Problem description:
Extract precisely the lines that run from the line containing "Could you please spot the lamp" to the end of the records below, with both ends included and pictures omitted.
----
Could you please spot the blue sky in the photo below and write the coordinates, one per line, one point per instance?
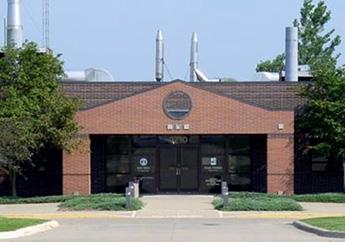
(119, 35)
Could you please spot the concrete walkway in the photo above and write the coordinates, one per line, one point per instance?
(177, 206)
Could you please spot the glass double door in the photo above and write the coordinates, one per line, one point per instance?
(178, 168)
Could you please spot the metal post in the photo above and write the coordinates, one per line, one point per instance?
(131, 188)
(128, 198)
(225, 193)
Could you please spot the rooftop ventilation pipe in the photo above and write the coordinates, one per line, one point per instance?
(159, 56)
(194, 58)
(291, 52)
(14, 24)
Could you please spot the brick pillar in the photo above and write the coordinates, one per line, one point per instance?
(280, 163)
(77, 169)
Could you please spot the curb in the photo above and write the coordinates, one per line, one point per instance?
(315, 230)
(29, 230)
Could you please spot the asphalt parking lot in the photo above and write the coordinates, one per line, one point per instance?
(175, 230)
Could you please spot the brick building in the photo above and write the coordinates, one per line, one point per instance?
(184, 137)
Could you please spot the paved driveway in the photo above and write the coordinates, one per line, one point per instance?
(175, 230)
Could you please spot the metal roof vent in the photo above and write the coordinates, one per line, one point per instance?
(89, 75)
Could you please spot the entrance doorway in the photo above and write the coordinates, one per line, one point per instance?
(178, 168)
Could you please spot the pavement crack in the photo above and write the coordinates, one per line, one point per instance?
(173, 232)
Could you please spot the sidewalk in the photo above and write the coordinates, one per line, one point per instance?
(175, 206)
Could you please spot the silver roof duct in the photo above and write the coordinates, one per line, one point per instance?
(291, 52)
(201, 76)
(194, 58)
(159, 56)
(14, 24)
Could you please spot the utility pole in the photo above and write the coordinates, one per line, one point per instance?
(45, 23)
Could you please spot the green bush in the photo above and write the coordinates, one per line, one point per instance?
(247, 201)
(321, 197)
(104, 202)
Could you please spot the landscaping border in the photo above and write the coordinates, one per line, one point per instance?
(29, 230)
(319, 231)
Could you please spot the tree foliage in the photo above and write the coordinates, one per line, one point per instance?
(314, 43)
(323, 116)
(33, 110)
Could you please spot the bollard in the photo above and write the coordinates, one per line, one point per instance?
(131, 188)
(134, 187)
(128, 198)
(225, 193)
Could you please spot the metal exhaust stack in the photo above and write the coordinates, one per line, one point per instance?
(14, 24)
(194, 58)
(291, 52)
(159, 57)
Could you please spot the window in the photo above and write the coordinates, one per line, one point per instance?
(239, 163)
(214, 145)
(117, 163)
(319, 163)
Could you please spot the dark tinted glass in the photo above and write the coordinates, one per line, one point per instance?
(117, 164)
(239, 164)
(240, 182)
(239, 144)
(117, 183)
(212, 144)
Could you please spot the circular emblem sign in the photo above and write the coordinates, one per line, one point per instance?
(177, 105)
(143, 162)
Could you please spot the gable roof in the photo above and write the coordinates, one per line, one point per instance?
(267, 95)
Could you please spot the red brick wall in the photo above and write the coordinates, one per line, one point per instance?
(77, 170)
(280, 164)
(211, 114)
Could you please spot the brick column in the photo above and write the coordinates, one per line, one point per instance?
(280, 163)
(77, 169)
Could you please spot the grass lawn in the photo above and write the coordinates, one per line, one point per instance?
(331, 223)
(47, 199)
(104, 202)
(109, 201)
(11, 224)
(321, 197)
(248, 201)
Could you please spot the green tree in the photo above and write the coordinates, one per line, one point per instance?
(314, 43)
(322, 119)
(33, 109)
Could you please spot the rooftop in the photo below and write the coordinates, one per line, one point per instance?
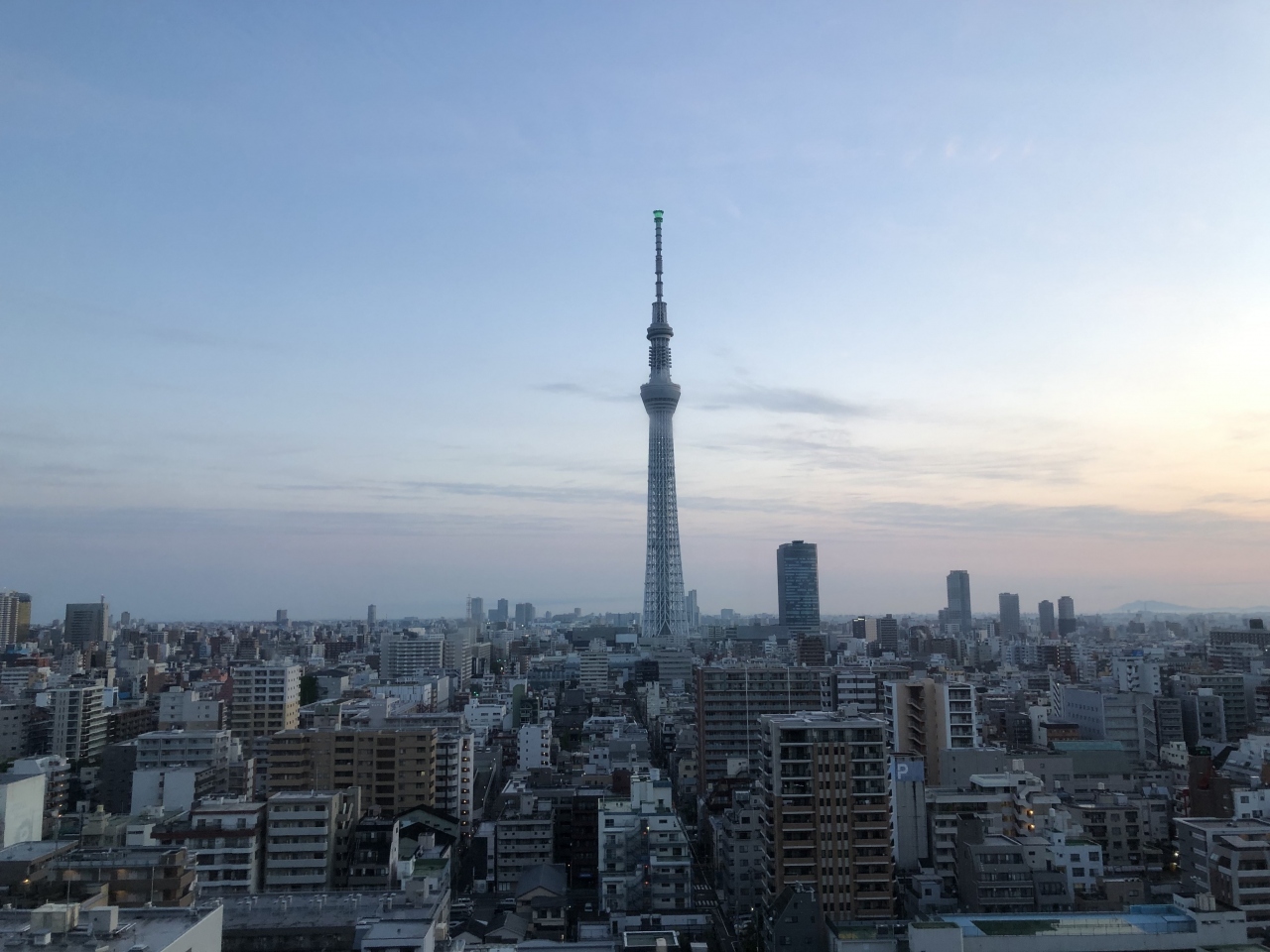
(1139, 920)
(317, 910)
(155, 928)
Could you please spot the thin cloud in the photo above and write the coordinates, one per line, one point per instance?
(578, 390)
(789, 400)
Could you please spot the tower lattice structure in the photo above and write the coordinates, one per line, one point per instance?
(665, 615)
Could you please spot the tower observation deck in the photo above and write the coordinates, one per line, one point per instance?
(665, 617)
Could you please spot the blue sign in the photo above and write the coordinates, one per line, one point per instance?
(908, 771)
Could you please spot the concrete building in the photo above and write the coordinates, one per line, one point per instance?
(1137, 674)
(58, 774)
(731, 699)
(407, 653)
(266, 699)
(739, 856)
(798, 587)
(1011, 621)
(1187, 925)
(86, 624)
(14, 729)
(14, 617)
(593, 666)
(226, 838)
(63, 927)
(1232, 690)
(1046, 612)
(959, 616)
(395, 769)
(309, 839)
(524, 837)
(795, 921)
(22, 807)
(665, 620)
(1197, 838)
(77, 726)
(534, 746)
(1115, 716)
(1066, 616)
(826, 811)
(996, 874)
(925, 716)
(187, 710)
(645, 860)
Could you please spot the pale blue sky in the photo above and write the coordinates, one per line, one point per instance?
(314, 304)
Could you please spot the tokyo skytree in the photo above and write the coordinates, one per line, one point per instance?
(665, 616)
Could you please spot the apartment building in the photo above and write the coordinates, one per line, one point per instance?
(77, 726)
(524, 837)
(730, 701)
(394, 769)
(645, 862)
(1197, 837)
(1238, 873)
(534, 746)
(226, 838)
(404, 654)
(925, 716)
(266, 699)
(826, 811)
(189, 710)
(309, 841)
(739, 856)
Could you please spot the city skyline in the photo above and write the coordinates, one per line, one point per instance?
(354, 326)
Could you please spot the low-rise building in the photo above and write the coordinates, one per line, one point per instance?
(64, 927)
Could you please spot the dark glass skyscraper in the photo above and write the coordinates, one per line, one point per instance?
(959, 601)
(1066, 615)
(798, 587)
(1011, 622)
(1046, 610)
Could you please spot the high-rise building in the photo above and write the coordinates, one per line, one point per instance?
(14, 617)
(593, 666)
(665, 616)
(266, 699)
(86, 622)
(731, 699)
(1066, 615)
(525, 615)
(1011, 622)
(404, 654)
(925, 716)
(888, 634)
(316, 832)
(959, 602)
(798, 588)
(77, 728)
(826, 812)
(395, 767)
(1047, 617)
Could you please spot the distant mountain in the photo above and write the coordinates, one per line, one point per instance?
(1157, 607)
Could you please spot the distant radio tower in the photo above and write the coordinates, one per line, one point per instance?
(665, 616)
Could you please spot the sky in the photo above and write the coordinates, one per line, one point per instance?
(317, 304)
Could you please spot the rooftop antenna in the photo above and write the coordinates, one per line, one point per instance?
(657, 220)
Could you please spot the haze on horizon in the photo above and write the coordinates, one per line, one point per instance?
(310, 304)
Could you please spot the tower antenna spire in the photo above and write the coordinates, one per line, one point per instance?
(657, 220)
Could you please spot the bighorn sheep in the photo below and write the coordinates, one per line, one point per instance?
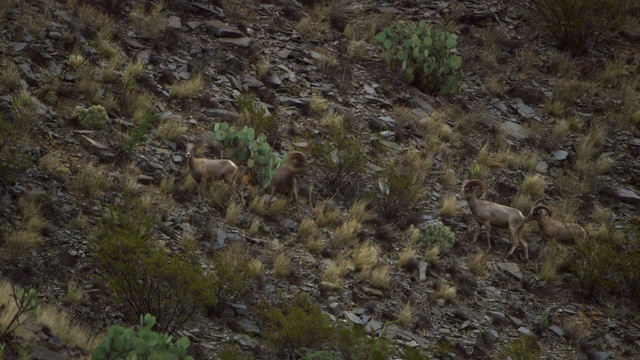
(203, 170)
(284, 180)
(566, 233)
(490, 214)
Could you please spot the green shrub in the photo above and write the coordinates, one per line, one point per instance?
(578, 25)
(125, 343)
(296, 324)
(257, 116)
(145, 278)
(436, 233)
(341, 161)
(401, 185)
(424, 55)
(95, 117)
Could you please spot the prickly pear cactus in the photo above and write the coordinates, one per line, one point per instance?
(95, 117)
(436, 233)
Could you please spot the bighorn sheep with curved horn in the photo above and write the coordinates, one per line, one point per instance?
(566, 233)
(490, 214)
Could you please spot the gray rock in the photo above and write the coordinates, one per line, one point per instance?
(557, 330)
(511, 269)
(218, 28)
(627, 195)
(245, 341)
(559, 155)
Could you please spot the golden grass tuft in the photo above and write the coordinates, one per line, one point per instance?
(326, 215)
(91, 181)
(445, 291)
(450, 206)
(346, 234)
(187, 88)
(232, 215)
(365, 256)
(534, 185)
(282, 265)
(307, 229)
(477, 263)
(380, 277)
(358, 211)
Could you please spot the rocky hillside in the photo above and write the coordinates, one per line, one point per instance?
(99, 99)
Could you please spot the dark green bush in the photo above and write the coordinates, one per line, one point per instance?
(401, 185)
(125, 343)
(578, 25)
(294, 325)
(424, 54)
(145, 278)
(341, 161)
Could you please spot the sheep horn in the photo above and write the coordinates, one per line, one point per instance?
(467, 183)
(541, 207)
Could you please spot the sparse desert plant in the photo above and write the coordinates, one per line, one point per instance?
(400, 186)
(232, 215)
(172, 130)
(365, 256)
(445, 291)
(477, 263)
(380, 277)
(450, 206)
(307, 229)
(52, 165)
(346, 234)
(187, 88)
(282, 265)
(534, 185)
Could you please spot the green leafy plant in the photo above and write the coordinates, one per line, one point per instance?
(400, 186)
(579, 25)
(125, 343)
(248, 149)
(424, 54)
(95, 117)
(145, 278)
(436, 233)
(296, 324)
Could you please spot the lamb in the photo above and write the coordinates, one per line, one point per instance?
(490, 214)
(284, 180)
(203, 170)
(550, 229)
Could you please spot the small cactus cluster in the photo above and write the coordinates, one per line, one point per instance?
(436, 233)
(249, 149)
(95, 117)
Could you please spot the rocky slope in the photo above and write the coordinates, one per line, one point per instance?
(512, 79)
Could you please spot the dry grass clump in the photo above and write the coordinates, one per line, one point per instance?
(358, 211)
(365, 256)
(232, 215)
(74, 294)
(477, 263)
(254, 229)
(307, 229)
(450, 206)
(346, 234)
(445, 291)
(380, 277)
(151, 23)
(326, 215)
(282, 265)
(187, 88)
(91, 181)
(534, 185)
(52, 166)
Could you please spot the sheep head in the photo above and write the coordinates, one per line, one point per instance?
(470, 184)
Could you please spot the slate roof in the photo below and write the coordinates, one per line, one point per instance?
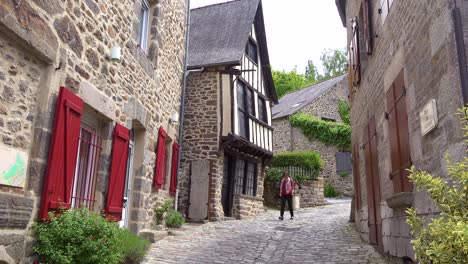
(293, 102)
(219, 33)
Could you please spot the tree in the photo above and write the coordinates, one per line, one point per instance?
(311, 74)
(286, 82)
(334, 63)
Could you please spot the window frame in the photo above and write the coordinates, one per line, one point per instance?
(144, 25)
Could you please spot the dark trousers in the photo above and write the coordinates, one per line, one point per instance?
(283, 203)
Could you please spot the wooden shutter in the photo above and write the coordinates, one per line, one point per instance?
(118, 171)
(356, 54)
(174, 168)
(367, 25)
(373, 184)
(160, 159)
(63, 150)
(356, 176)
(399, 135)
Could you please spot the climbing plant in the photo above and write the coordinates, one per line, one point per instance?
(343, 110)
(444, 239)
(330, 133)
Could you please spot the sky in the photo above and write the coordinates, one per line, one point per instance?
(298, 31)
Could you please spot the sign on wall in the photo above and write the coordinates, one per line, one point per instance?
(428, 117)
(13, 166)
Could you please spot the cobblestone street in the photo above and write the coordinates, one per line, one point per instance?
(316, 235)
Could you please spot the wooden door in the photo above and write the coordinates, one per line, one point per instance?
(373, 184)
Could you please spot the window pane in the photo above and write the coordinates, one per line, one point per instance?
(240, 170)
(240, 95)
(250, 102)
(242, 123)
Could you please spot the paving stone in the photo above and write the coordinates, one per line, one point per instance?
(316, 235)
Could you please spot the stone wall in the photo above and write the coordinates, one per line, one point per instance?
(418, 37)
(247, 206)
(326, 105)
(46, 44)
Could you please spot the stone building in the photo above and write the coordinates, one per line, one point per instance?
(408, 78)
(78, 127)
(321, 101)
(227, 126)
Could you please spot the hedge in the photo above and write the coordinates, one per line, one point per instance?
(307, 160)
(330, 133)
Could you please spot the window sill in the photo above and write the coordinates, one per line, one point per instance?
(400, 200)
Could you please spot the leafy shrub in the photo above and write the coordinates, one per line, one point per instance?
(343, 110)
(77, 236)
(307, 160)
(443, 240)
(329, 190)
(174, 219)
(330, 133)
(160, 210)
(133, 247)
(273, 174)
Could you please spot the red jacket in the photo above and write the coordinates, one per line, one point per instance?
(286, 186)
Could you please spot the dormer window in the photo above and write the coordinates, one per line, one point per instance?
(143, 27)
(251, 51)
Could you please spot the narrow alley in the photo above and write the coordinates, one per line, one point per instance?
(316, 235)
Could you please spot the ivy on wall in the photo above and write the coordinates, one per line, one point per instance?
(330, 133)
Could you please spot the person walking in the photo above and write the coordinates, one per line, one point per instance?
(286, 193)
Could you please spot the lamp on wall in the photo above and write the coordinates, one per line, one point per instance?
(174, 119)
(114, 54)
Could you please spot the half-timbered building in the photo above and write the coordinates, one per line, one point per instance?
(407, 76)
(227, 121)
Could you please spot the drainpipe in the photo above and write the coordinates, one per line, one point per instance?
(460, 51)
(182, 101)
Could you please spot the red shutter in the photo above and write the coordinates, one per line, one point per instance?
(174, 168)
(367, 23)
(63, 150)
(160, 159)
(118, 171)
(356, 176)
(356, 54)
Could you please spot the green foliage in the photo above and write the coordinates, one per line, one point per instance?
(330, 133)
(174, 219)
(273, 174)
(307, 160)
(80, 236)
(160, 209)
(133, 247)
(443, 240)
(334, 62)
(329, 190)
(343, 110)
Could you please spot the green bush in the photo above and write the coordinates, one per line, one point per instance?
(160, 210)
(444, 239)
(330, 133)
(329, 190)
(343, 110)
(174, 219)
(77, 236)
(307, 160)
(133, 247)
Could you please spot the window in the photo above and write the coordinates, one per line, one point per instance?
(246, 177)
(397, 117)
(143, 27)
(384, 9)
(262, 110)
(244, 106)
(251, 51)
(84, 182)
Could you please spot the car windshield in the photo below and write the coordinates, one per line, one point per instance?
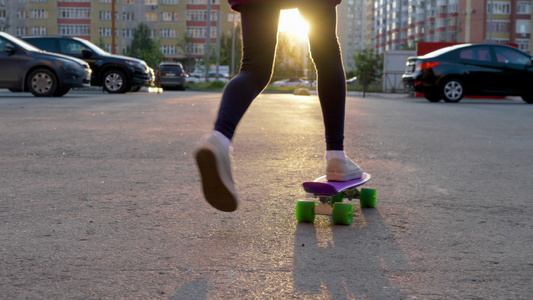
(171, 68)
(444, 50)
(93, 47)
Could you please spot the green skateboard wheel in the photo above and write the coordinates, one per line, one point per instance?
(342, 213)
(368, 198)
(305, 211)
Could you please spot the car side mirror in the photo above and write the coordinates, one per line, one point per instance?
(9, 49)
(86, 53)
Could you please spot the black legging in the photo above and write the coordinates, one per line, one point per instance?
(259, 34)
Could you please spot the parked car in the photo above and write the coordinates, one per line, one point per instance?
----
Answer to this exercise:
Could you please spot the lamp on wall in the photo above and write the coordinates, one per line, one point per instance?
(174, 119)
(114, 54)
Could you please spot the half-timbered building in the photo above and write the coordinates, one per line, one point per instance?
(407, 76)
(227, 121)
Could you please spot the drainpipe in the photo above and write the coordinates, one per line, one point per instance?
(460, 51)
(182, 101)
Could you please spot the red shutter in the photo above and write the coordinates, one per line, one point per instance?
(174, 168)
(367, 23)
(63, 150)
(160, 159)
(118, 171)
(356, 176)
(356, 54)
Could you please spot the green foliage in the photo above and write the coordinates, one per line, one point per instance?
(330, 133)
(174, 219)
(273, 174)
(307, 160)
(80, 236)
(160, 209)
(133, 247)
(443, 240)
(334, 62)
(329, 190)
(343, 110)
Could you please spot the green bush in the photo above and write the coordinates, one per line, one point per instance?
(160, 210)
(444, 239)
(330, 133)
(329, 190)
(343, 110)
(174, 219)
(77, 236)
(307, 160)
(133, 247)
Could you please spot the window in the photo above and write the coordinates, one per line, one point per instance?
(246, 177)
(397, 117)
(143, 27)
(384, 9)
(262, 110)
(244, 106)
(251, 51)
(84, 182)
Could you please spot the car windshield in the photo below and write the coordinates, one per line, one point per instance?
(171, 68)
(444, 50)
(93, 47)
Could you please spot the green skateboard wheel in the photo above and write the coordinates, one per line, one point per instance?
(342, 213)
(368, 198)
(305, 211)
Could you please spot the car side mirror in the photo above and write the coordinates, one per line, one point per instance?
(9, 49)
(86, 53)
Could you please spot the black legging in the photo above and write the coordinates, one per line, one point per instance?
(259, 34)
Could you please spot the parked car in the photo above and write the coordinates, one per line, one point per instance?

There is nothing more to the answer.